Lines of data:
┄┄┄┄┄┄
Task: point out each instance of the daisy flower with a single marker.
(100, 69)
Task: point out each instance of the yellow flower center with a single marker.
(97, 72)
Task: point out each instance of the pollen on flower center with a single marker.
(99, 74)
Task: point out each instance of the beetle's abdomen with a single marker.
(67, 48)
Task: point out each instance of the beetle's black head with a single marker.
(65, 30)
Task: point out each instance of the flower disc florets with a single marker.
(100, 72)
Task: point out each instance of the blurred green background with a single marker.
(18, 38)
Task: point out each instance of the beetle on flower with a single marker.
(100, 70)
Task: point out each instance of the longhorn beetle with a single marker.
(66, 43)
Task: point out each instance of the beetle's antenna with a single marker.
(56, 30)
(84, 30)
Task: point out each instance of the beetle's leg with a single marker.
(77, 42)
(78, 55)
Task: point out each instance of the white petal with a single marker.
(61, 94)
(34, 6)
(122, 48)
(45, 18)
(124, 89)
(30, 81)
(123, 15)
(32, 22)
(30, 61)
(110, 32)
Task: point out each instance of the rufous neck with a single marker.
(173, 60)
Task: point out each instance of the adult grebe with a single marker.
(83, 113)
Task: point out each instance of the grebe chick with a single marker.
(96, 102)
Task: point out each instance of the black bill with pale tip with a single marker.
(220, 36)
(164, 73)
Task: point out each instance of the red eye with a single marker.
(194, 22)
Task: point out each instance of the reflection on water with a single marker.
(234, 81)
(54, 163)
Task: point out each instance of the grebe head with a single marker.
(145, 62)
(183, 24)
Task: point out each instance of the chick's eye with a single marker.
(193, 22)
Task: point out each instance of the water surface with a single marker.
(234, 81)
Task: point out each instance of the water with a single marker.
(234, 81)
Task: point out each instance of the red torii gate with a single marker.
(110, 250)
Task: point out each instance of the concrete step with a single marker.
┄┄┄┄┄┄
● What this task involves:
Rewrite every line from the one containing "Task: point out each instance of the chick's" through the end of the entries, inclusive, keeping the requests unchanged. Rescale the point coordinates in the answers by a factor of 2.6, rounding each to a whole number with halves going up.

● Correct response:
Task: point out each instance of the chick's eye with a single marker.
(502, 57)
Task: point out each instance of the water surface with a single marker.
(608, 211)
Task: point out each instance of the water with a single marker.
(608, 211)
Task: point out each instance of the red torii gate with a single marker.
(286, 650)
Task: point out each instance of the concrete step with a single marker.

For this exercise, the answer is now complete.